Rebatize "drama" como "dilema" ao reproduzir a parte do trecho sobre conflitos que começa em "Estou um pouco" e segue até "os reprimem.".

─── TRECHO DA PÁGINA

Em sua maioria, os que comentam o encontro festejam o acontecido, sem necessariamente tomar
partido: o fato em si lhes parece
uma boa notícia por ser uma vitória do diálogo contra o conflito.
Compartilho esse sentimento.
Estou um pouco cansado de
conflitos. E aparentemente não
sou o único. Não me falta a vontade de lutar pelas coisas que importam. Mas parece que o conflito
se tornou a maneira imediata de
perceber o mundo.
Não é de estranhar que seja assim. Minha geração cresceu com
as convicções seguintes: o drama
social se entende pela luta entre
classes ou interesses opostos, e o
drama individual se entende pela
luta entre desejos contrastantes
ou entre os desejos e as forças que
os reprimem.
A visão do mundo como campo
de batalha não é falsa, longe disso. Mas, às vezes, ela funciona como uma forma de preguiça, pela
qual preferimos o enfrentamento,
por doloroso que seja, ao incômodo de entender, aceitar as diferenças e trocar figurinhas.

──────
─── MATERIAL FORNECIDO

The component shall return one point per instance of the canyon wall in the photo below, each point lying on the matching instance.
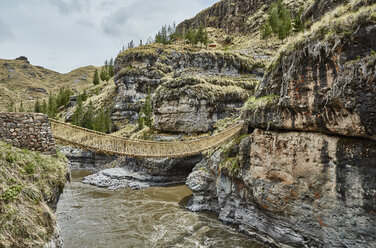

──────

◆ O RESULTADO ◆
Estou um pouco cansado de
conflitos. E aparentemente não
sou o único. Não me falta a vontade de lutar pelas coisas que importam. Mas parece que o conflito
se tornou a maneira imediata de
perceber o mundo.
Não é de estranhar que seja assim. Minha geração cresceu com
as convicções seguintes: o dilema
social se entende pela luta entre
classes ou interesses opostos, e o
dilema individual se entende pela
luta entre desejos contrastantes
ou entre os desejos e as forças que
os reprimem.